> AIM OF THE TASK
Answer these questions using the passage below on the multivariate t-distribution:
1. In the normal-gamma setup, how is the degrees of freedom parameter ν related to the gamma prior's α?
2. Who popularized the normal-gamma conjugate prior for deriving the multivariate t-distribution, and in what year?
3. What property must the scale matrix Σ have in the probability density function?

Normal-Gamma Conjugate Prior Interpretation

In Bayesian statistics, the multivariate t-distribution emerges naturally as the marginal distribution of observations in models where the mean vector follows a normal distribution conditional on an unknown precision parameter, which itself has a gamma prior. Specifically, consider a Bayesian regression setup where the mean \mu is assigned a prior \mu \sim \mathcal{N}(\mu_0, (\kappa_0 \tau)^{-1} \Sigma) and the precision \tau follows a gamma distribution \tau \sim \Gamma(\alpha, \beta), with \Sigma known or fixed. Integrating out \mu and \tau yields a marginal prior for the data that is multivariate t-distributed, providing a conjugate framework for inference in linear models with unknown variance.^[11]^[12] This parameterization links directly to posterior predictive distributions in multivariate linear regression. The degrees of freedom parameter \nu of the resulting t-distribution is given by \nu = 2\alpha, reflecting the shape of the gamma prior on precision and enabling closed-form expressions for predictions under conjugate updates. After observing data, the posterior predictive distribution for a new observation y^* takes the form y^* \sim t(\mu_n, \Sigma_n (1 + 1/\kappa_n)/\nu_n, \nu_n), where \mu_n, \Sigma_n, \kappa_n, and \nu_n are updated posterior quantities incorporating the prior and likelihood information. This structure facilitates robust inference by accounting for uncertainty in both mean and variance.^[13]^[11] The use of the normal-gamma conjugate prior for deriving the multivariate t-distribution was popularized in Bayesian analysis by Press (1982), who emphasized its role in robust multivariate inference under elliptical models with unknown parameters. This approach offers key advantages, including closed-form marginal distributions that exhibit heavy tails, enhancing robustness to outliers compared to normal-based models while maintaining conjugacy for efficient computation.^[12]

Probability Functions

Probability Density Function

The probability density function of the p-dimensional multivariate t-distribution with location parameter \boldsymbol{\mu} \in \mathbb{R}^p, positive definite scale matrix \boldsymbol{\Sigma} \in \mathbb{R}^{p \times p}, and degrees of freedom \nu > 0 is given by

f(\mathbf{x} \mid \boldsymbol{\mu}, \boldsymbol{\Sigma}, \nu) = \frac{\Gamma\left(\frac{\nu + p}{2}\right)}{\Gamma\left(\frac{\nu}{2}\right) (\nu \pi)^{p/2} |\boldsymbol{\Sigma}|^{1/2}} \left[1 + \frac{1}{\nu} (\mathbf{x} - \boldsymbol{\mu})^\top \boldsymbol{\Sigma}^{-1} (\mathbf{x} - \boldsymbol{\mu})\right]^{-(\nu + p)/2}, \quad \mathbf{x} \in \mathbb{R}^p.

[Pointing and labeling entries]
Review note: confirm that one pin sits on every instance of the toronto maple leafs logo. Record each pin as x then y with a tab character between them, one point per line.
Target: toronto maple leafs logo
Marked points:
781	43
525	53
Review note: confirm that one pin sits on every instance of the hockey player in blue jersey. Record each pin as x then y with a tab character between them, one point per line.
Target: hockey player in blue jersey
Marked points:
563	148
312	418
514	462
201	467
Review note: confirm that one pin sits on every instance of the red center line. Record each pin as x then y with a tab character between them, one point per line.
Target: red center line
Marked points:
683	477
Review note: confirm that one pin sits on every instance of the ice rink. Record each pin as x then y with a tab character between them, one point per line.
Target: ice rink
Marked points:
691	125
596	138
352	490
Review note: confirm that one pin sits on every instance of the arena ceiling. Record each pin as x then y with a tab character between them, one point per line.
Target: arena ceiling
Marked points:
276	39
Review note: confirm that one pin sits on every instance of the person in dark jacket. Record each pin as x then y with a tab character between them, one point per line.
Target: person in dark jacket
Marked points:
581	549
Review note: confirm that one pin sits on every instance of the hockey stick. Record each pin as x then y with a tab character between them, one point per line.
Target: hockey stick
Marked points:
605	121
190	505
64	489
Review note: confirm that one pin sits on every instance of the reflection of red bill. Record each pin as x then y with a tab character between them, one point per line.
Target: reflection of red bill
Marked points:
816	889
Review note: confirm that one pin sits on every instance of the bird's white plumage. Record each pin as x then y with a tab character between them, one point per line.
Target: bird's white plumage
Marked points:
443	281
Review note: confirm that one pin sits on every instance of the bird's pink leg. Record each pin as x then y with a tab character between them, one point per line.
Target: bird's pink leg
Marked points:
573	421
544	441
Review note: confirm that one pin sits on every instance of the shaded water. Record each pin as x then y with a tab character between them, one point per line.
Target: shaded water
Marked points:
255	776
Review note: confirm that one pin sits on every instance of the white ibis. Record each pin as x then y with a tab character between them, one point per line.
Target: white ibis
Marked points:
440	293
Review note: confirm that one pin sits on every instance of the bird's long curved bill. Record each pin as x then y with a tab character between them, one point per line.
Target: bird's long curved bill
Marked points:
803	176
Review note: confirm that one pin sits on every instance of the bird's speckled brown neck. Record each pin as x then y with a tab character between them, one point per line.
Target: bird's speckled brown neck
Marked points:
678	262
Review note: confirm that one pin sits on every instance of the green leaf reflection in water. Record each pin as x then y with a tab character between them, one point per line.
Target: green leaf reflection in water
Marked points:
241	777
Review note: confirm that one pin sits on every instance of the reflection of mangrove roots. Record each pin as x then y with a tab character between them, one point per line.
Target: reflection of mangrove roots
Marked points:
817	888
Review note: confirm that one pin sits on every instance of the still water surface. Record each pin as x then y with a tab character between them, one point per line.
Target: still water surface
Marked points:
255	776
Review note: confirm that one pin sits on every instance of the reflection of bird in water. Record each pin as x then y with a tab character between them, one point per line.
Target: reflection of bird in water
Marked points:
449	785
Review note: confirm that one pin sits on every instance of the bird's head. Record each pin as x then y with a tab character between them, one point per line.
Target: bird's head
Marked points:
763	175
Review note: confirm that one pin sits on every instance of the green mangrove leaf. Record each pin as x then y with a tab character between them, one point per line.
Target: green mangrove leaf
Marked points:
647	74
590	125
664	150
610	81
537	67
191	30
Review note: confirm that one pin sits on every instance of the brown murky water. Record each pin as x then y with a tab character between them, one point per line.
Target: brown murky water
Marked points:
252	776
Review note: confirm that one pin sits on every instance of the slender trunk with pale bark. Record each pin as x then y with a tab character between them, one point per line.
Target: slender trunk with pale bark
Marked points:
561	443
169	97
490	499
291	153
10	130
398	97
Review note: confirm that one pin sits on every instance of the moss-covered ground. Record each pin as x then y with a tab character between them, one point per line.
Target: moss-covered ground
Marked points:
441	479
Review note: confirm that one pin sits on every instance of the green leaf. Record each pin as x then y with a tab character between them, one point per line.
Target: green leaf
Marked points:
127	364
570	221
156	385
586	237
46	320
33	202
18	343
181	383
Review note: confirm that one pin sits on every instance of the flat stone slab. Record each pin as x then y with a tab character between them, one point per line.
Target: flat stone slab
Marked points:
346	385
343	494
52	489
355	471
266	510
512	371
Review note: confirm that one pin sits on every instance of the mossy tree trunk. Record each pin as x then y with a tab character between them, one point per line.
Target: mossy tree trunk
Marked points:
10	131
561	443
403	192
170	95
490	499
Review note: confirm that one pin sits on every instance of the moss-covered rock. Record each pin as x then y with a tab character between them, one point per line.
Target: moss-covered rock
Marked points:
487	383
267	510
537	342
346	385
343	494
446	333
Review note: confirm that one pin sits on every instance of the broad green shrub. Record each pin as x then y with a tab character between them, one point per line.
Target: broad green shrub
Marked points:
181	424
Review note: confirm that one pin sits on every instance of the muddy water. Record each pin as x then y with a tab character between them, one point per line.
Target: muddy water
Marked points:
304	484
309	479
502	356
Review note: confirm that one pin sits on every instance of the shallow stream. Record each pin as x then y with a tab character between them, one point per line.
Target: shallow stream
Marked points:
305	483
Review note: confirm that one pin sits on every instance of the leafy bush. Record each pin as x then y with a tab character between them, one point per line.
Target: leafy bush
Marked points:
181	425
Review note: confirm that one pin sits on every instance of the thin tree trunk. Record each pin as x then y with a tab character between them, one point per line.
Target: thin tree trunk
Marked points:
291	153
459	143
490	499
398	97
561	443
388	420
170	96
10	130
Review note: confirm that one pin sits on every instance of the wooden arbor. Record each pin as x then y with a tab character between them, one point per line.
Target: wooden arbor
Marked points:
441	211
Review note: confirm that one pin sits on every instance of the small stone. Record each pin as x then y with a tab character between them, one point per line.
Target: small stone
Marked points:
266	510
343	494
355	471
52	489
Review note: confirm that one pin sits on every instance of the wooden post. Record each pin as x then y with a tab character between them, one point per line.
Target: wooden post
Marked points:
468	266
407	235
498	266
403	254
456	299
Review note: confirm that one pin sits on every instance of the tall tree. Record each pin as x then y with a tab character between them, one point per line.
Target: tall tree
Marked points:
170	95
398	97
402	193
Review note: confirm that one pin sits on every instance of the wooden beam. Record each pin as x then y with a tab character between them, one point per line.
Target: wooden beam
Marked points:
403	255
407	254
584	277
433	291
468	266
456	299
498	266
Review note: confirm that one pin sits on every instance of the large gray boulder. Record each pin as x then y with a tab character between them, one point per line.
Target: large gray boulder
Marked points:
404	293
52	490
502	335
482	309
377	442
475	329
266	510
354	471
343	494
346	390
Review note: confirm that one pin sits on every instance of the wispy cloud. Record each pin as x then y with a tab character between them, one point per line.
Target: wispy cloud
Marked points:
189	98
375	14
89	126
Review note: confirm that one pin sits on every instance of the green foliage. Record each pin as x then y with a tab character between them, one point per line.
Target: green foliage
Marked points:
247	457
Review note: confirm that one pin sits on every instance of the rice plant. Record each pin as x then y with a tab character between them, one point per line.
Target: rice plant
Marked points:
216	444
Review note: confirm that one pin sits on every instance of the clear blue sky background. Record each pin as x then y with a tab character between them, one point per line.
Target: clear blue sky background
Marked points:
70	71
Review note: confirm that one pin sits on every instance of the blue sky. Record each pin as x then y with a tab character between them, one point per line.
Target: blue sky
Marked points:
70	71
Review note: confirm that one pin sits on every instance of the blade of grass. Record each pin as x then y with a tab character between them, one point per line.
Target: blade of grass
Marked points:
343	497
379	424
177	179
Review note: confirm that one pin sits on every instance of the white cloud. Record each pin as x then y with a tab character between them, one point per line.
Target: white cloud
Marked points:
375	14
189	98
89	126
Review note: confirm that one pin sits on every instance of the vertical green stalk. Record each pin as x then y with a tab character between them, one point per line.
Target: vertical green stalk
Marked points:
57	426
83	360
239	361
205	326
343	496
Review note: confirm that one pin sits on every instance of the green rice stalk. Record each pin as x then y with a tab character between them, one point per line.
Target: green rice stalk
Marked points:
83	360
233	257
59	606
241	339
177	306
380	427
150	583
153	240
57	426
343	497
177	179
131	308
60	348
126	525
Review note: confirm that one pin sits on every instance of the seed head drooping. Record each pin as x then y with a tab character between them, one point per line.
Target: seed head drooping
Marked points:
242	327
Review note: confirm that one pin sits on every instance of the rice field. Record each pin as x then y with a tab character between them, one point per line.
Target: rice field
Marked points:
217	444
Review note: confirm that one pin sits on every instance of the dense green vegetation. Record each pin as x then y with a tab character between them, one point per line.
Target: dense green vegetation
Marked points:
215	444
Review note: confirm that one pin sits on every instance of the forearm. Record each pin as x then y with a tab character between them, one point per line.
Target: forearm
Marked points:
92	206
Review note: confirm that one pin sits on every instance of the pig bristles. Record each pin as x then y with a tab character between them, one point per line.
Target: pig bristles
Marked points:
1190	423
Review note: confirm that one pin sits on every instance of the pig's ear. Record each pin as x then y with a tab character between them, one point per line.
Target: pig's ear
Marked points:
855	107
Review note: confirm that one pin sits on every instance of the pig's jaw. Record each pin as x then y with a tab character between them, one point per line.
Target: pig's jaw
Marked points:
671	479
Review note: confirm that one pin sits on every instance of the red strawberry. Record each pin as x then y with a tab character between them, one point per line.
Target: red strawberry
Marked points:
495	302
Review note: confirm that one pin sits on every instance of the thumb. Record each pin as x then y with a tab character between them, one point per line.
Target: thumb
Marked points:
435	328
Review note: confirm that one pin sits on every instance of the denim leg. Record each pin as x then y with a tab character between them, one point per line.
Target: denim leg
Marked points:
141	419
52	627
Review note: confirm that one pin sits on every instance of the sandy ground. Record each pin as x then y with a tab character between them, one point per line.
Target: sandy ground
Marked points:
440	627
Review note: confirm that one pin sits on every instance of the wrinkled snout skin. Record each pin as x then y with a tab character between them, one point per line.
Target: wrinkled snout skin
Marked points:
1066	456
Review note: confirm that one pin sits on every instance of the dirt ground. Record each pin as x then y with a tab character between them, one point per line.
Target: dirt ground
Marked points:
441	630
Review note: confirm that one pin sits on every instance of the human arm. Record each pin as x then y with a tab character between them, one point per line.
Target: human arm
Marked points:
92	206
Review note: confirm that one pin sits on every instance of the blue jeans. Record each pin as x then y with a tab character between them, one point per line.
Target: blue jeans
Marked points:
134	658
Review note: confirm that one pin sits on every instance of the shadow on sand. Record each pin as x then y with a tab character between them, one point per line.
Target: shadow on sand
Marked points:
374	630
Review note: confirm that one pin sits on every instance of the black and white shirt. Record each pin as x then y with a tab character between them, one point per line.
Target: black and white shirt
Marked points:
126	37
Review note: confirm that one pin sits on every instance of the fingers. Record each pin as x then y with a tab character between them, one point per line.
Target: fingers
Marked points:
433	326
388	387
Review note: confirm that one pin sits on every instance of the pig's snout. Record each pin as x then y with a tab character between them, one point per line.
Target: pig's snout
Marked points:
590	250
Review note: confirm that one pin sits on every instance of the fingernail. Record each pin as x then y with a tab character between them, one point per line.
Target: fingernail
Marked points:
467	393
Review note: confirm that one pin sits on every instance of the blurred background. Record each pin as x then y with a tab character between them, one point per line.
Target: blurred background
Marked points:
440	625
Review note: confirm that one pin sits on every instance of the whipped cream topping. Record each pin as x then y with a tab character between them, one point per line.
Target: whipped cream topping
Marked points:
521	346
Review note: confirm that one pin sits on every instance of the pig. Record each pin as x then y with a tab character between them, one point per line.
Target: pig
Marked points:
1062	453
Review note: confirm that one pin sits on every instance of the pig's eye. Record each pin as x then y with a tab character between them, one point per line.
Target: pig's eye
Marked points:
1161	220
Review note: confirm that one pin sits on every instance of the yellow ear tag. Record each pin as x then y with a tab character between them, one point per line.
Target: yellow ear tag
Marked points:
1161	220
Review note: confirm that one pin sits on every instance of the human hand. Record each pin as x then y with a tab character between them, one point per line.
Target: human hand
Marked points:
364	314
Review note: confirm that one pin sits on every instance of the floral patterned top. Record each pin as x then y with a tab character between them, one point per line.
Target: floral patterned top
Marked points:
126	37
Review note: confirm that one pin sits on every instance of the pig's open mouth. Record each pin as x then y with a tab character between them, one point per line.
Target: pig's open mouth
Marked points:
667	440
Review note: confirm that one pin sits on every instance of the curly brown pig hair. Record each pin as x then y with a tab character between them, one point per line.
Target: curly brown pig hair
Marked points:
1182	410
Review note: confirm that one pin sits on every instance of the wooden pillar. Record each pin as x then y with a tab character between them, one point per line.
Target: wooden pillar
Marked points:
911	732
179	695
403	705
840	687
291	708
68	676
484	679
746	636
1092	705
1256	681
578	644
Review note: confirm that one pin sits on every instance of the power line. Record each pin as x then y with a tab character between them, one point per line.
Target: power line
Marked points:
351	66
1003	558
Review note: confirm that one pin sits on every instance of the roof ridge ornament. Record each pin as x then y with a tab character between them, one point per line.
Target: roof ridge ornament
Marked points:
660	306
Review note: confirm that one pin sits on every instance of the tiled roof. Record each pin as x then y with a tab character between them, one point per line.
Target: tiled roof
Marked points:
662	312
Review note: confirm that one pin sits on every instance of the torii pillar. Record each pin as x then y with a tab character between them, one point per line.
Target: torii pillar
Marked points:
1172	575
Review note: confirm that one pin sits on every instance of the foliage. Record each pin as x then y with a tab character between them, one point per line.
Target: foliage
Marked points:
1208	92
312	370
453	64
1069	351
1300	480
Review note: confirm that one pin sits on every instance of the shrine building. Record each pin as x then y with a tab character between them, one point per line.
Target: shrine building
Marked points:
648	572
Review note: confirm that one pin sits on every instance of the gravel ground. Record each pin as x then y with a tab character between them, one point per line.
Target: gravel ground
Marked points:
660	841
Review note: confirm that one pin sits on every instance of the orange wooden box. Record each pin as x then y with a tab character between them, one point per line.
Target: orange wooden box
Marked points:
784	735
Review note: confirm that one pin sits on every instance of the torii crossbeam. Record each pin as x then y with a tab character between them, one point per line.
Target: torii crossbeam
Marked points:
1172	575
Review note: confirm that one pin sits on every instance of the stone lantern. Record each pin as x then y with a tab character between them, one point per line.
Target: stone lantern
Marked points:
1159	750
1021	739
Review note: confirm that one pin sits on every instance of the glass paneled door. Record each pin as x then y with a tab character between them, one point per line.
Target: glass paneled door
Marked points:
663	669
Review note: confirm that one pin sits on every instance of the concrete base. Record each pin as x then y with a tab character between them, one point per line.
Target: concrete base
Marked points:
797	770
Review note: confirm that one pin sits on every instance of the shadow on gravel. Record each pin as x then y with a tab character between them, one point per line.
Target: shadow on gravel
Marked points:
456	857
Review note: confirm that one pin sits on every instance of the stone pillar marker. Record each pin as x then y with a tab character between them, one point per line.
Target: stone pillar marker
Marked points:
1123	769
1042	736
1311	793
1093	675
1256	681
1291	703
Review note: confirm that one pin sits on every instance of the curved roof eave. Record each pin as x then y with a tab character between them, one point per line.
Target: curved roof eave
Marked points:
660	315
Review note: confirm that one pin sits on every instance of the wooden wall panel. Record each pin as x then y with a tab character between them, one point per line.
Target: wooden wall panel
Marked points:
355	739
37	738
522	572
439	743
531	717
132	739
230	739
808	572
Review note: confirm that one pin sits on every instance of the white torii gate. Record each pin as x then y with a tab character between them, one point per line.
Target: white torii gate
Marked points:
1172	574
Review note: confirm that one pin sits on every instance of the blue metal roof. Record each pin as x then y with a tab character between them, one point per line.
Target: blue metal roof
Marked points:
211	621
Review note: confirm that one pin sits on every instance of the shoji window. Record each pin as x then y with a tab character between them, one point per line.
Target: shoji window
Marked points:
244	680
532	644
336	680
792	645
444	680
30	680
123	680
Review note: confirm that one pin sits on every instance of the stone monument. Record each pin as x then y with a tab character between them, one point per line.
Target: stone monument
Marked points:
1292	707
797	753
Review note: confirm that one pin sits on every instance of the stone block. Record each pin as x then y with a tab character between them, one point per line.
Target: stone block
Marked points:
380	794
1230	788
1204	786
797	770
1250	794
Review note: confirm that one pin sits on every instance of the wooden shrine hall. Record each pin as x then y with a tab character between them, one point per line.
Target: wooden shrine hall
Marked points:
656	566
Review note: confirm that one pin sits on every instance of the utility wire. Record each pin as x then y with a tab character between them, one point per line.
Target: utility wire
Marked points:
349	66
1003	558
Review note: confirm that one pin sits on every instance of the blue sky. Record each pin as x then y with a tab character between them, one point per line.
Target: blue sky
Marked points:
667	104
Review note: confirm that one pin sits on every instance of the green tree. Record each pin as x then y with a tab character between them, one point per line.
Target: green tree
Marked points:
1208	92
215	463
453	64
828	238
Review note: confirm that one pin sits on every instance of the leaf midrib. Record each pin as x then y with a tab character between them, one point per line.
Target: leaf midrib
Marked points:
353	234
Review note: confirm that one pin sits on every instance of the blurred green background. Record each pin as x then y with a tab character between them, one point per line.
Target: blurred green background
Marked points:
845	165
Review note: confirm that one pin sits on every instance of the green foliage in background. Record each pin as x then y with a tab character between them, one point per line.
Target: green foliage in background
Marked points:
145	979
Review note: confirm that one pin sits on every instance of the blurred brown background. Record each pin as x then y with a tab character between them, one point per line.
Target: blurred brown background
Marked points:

> CORRECT ANSWER
1. ν = 2α
2. Press, in 1982
3. It must be positive definite.